Data entries
--------------------------------------------------
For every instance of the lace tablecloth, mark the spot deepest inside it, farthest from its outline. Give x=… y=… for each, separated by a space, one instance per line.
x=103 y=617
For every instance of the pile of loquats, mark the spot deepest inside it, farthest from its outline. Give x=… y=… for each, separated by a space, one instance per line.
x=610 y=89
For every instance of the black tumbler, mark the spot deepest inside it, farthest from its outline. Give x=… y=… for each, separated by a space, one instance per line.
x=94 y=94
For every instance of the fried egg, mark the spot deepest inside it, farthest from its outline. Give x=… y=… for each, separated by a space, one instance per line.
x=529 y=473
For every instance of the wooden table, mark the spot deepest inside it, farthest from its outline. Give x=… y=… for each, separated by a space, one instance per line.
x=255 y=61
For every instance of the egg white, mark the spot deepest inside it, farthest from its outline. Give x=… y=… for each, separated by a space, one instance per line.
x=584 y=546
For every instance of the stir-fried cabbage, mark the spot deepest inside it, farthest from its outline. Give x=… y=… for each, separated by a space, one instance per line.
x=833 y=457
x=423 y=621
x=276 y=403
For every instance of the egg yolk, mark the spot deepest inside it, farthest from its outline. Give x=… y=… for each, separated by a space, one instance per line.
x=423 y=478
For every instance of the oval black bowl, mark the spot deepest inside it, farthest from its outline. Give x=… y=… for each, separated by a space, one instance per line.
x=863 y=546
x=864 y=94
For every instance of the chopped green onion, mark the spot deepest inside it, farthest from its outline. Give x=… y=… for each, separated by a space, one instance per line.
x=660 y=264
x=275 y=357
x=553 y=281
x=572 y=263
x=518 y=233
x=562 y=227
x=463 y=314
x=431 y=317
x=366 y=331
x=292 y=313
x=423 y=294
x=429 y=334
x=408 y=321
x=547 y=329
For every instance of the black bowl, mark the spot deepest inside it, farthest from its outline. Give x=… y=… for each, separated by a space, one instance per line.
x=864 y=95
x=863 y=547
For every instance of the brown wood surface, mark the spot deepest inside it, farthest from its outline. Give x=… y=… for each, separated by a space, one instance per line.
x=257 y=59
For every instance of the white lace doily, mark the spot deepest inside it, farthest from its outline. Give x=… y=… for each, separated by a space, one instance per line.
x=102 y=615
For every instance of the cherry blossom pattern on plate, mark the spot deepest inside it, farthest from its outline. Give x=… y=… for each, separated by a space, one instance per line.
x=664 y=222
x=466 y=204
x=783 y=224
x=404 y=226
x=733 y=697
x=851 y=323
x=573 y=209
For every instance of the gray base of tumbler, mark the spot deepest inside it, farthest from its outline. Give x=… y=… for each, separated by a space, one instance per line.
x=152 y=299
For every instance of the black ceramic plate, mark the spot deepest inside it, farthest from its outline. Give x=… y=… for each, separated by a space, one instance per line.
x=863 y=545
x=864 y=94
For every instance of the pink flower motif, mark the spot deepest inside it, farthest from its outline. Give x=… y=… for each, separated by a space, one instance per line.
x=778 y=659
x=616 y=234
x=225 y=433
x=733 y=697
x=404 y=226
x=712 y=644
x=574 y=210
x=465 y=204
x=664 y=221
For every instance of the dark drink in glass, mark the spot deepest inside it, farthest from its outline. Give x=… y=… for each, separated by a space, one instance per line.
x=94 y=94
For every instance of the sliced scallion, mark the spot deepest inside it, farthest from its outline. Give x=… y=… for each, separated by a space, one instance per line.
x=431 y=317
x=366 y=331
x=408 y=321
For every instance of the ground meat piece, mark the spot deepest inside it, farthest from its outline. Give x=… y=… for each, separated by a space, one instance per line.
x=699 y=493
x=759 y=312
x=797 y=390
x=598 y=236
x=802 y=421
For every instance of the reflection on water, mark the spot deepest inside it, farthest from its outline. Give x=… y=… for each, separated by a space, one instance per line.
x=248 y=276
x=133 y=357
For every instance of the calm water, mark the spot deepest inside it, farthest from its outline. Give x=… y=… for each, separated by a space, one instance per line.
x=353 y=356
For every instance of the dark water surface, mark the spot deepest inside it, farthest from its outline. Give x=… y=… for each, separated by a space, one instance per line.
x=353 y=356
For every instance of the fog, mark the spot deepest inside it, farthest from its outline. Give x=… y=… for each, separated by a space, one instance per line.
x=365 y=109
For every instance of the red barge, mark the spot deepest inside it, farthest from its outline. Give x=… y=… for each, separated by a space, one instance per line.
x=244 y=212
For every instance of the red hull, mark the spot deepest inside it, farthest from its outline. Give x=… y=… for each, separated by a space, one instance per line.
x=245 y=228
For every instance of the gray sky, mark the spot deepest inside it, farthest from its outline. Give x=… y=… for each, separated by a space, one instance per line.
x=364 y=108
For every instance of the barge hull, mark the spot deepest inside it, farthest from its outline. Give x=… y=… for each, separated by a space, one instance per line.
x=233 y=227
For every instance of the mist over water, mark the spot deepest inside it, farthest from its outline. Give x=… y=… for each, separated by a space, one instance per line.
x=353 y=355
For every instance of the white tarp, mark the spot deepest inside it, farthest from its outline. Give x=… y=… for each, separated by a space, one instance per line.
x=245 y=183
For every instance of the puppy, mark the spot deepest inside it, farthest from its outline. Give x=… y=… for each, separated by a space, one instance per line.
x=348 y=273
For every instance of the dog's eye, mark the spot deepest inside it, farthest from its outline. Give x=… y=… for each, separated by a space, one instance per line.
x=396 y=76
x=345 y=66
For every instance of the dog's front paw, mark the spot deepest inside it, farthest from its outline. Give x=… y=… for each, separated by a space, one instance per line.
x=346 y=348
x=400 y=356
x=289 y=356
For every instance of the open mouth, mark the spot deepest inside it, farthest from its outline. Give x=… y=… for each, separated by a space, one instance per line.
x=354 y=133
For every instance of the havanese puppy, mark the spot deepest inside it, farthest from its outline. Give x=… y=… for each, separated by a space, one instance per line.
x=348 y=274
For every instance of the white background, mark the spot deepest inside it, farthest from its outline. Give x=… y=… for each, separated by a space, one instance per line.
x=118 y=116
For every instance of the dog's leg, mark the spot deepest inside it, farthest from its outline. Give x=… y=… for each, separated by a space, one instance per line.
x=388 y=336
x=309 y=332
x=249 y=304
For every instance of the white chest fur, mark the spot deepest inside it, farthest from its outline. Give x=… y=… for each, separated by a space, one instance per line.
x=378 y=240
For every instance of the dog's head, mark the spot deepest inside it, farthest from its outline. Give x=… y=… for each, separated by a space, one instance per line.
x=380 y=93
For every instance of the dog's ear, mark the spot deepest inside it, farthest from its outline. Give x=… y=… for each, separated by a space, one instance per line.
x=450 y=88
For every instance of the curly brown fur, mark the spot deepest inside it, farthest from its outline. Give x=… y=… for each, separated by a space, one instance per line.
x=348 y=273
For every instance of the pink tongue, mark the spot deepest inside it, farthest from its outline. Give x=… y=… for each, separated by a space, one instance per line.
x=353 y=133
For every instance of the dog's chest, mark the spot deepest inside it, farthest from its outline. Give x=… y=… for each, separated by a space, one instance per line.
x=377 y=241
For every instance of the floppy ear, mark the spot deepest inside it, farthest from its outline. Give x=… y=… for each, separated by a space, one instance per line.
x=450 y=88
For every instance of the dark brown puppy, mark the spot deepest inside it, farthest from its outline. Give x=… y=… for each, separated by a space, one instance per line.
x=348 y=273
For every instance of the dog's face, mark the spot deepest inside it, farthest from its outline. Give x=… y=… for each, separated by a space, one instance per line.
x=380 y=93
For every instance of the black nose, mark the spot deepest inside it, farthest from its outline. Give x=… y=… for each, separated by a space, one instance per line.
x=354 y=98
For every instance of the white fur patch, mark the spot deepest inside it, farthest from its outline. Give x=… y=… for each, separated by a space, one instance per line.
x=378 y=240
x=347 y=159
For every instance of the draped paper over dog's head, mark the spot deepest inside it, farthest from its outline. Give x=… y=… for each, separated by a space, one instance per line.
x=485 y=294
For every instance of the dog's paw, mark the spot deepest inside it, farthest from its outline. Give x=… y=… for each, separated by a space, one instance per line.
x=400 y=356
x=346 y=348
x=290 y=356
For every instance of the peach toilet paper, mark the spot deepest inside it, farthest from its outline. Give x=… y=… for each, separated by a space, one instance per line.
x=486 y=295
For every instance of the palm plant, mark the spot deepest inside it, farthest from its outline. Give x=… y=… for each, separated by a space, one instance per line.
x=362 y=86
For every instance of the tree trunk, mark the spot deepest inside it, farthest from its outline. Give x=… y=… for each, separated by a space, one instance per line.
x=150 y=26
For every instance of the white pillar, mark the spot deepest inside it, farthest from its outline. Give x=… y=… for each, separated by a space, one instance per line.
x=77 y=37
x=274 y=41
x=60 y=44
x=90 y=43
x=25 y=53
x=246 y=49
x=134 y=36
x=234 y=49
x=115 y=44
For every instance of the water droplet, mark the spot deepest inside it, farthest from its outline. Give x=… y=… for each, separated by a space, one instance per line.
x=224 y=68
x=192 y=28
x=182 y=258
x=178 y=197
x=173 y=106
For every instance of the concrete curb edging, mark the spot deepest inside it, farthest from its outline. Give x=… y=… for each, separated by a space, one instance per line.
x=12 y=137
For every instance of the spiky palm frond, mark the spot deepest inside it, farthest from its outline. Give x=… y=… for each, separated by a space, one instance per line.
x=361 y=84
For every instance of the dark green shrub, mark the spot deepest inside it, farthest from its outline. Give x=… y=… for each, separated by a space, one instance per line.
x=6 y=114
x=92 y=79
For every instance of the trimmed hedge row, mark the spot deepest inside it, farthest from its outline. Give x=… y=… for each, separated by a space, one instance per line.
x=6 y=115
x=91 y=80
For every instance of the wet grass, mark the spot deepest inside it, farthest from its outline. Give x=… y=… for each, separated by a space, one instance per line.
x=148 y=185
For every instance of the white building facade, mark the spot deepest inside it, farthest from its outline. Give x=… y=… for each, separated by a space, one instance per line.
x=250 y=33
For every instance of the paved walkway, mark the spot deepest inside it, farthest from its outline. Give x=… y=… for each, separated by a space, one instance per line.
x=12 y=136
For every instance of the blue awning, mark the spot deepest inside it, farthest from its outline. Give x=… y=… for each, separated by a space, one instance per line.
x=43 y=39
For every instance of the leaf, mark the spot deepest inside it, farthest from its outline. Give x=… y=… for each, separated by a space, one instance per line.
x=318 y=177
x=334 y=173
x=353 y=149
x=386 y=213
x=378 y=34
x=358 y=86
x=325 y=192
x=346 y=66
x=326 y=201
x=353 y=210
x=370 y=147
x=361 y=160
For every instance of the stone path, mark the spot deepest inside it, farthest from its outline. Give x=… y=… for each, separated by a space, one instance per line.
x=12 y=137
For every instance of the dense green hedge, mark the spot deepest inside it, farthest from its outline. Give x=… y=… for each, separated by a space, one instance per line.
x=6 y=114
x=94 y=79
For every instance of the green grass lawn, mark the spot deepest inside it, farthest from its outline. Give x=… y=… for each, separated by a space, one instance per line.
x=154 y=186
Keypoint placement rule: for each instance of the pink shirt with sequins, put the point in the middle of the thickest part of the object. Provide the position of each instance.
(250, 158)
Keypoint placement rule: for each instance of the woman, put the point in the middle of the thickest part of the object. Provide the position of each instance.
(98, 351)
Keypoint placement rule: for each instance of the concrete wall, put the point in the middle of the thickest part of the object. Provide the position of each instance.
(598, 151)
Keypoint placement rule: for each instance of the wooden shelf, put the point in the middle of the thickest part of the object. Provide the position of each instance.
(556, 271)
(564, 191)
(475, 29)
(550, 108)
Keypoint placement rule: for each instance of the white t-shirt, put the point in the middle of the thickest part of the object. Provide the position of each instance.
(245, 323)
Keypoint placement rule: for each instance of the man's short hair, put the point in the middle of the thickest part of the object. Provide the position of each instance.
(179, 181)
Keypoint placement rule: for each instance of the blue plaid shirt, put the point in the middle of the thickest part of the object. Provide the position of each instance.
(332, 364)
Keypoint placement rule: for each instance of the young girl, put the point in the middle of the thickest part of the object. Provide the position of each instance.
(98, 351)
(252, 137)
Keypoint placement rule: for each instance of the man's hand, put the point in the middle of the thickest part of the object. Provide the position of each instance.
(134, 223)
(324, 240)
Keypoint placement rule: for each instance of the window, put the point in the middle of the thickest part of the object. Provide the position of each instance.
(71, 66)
--------------------------------------------------
Action item >> Your answer must be the line containing "Keypoint placement rule: for each instance of the wooden" and every line after it through the end of the records above, reproduced exactly and alone.

Task answer >>
Keypoint placement rule: for each instance of the wooden shelf, put the point in the middle of the thickest part of the object. Provide the position of each instance.
(556, 271)
(564, 191)
(475, 29)
(550, 108)
Keypoint placement rule: for each instance of the white t-shirt, put the point in the middle of the thickest part of the object. Provide the position of each instance.
(245, 323)
Keypoint placement rule: for each instance of the man's short hair, put the point in the middle of the thickest part of the object. Provide the position of each instance.
(179, 181)
Keypoint placement rule: for each instance of the blue plaid shirt, put the point in the middle of the thickest part of the object. Provide the position of each instance.
(332, 364)
Keypoint placement rule: for each instance of the young girl, put the point in the middle of the thickest part of the object. Provide the position of each instance.
(98, 351)
(252, 137)
Keypoint placement rule: for each instance of the man's hand, put the point in the middle of the thickest part of the object. Provide the position of each instance.
(134, 223)
(324, 240)
Keypoint placement rule: for each instance of the window, put the point in the middle of the thickest part of the object. Provide the position of each instance.
(71, 66)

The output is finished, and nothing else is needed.